# [Activity]
What is needed is an exact transcription of every entry below.

# [Information shown]
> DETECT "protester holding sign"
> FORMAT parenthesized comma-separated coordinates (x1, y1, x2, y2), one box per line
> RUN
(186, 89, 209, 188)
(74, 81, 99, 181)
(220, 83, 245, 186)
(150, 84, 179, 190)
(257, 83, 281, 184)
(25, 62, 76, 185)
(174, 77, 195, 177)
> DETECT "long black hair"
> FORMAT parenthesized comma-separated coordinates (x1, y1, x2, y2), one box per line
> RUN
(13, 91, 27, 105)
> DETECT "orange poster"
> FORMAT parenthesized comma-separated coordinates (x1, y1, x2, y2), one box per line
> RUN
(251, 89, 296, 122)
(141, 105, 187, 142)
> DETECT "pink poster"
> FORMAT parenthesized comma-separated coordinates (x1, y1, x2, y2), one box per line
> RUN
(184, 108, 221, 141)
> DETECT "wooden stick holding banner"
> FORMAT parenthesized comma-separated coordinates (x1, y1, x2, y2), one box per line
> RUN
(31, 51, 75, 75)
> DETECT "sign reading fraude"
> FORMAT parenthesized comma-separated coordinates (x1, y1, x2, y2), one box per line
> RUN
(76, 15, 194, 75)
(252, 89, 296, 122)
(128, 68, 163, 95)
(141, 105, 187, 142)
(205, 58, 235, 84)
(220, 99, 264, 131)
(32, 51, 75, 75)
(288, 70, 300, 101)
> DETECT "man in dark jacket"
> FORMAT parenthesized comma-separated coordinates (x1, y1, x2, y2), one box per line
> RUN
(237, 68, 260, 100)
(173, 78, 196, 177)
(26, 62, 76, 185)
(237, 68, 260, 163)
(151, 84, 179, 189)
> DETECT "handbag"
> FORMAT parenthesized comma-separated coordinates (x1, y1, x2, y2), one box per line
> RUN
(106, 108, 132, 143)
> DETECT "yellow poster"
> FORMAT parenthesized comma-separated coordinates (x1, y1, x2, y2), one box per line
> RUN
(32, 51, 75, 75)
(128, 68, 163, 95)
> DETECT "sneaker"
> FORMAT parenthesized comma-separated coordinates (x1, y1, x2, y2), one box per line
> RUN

# [Your response]
> DETECT "protester holding sign"
> FORMAT parenthesized comma-separated coordinates (x1, y1, x2, y2), one box per line
> RUN
(186, 89, 209, 188)
(74, 81, 99, 181)
(220, 83, 245, 186)
(150, 84, 179, 190)
(257, 83, 281, 184)
(25, 62, 76, 185)
(174, 77, 195, 177)
> DETECT "long black hair"
> FORMAT parenthesized comma-separated coordinates (x1, y1, x2, y2), one box per line
> RUN
(13, 91, 27, 105)
> DETECT "orange poster"
> FORMAT parenthesized comma-separated coordinates (x1, y1, x2, y2), one box per line
> RUN
(251, 89, 296, 122)
(141, 105, 187, 142)
> DETECT "pink poster"
> FORMAT parenthesized comma-separated coordinates (x1, y1, x2, y2), one box per line
> RUN
(184, 108, 221, 141)
> DETECT "wooden stick holding banner"
> FORMAT parenthesized comma-separated coordinates (x1, y1, x2, y2), one box per line
> RUN
(31, 51, 75, 75)
> DETECT "sign reading fraude"
> FORMAT parenthesized comma-separated coordinates (x1, y1, x2, y2), one box per line
> RUN
(76, 15, 194, 75)
(252, 89, 296, 122)
(128, 68, 163, 95)
(141, 105, 187, 142)
(205, 58, 235, 84)
(220, 99, 264, 131)
(32, 51, 75, 75)
(288, 70, 300, 101)
> DETECT "man in dark jacket"
> FORMAT parenthesized comma-separated coordinates (x1, y1, x2, y2), one box per line
> RUN
(237, 68, 260, 100)
(173, 78, 196, 177)
(26, 62, 76, 185)
(237, 68, 260, 163)
(151, 84, 179, 189)
> DETECT "handbag"
> FORMAT parenthesized comma-separated coordinates (x1, y1, x2, y2), one box per line
> RUN
(106, 108, 132, 143)
> DETECT "yellow poster"
> FORMAT parenthesized comma-separated coordinates (x1, y1, x2, y2), one box per line
> RUN
(32, 51, 75, 75)
(128, 68, 163, 95)
> DETECT "sneaker"
> FORMAT parenthesized comma-separated coordinates (x1, y1, x2, y2), one box per line
> RUN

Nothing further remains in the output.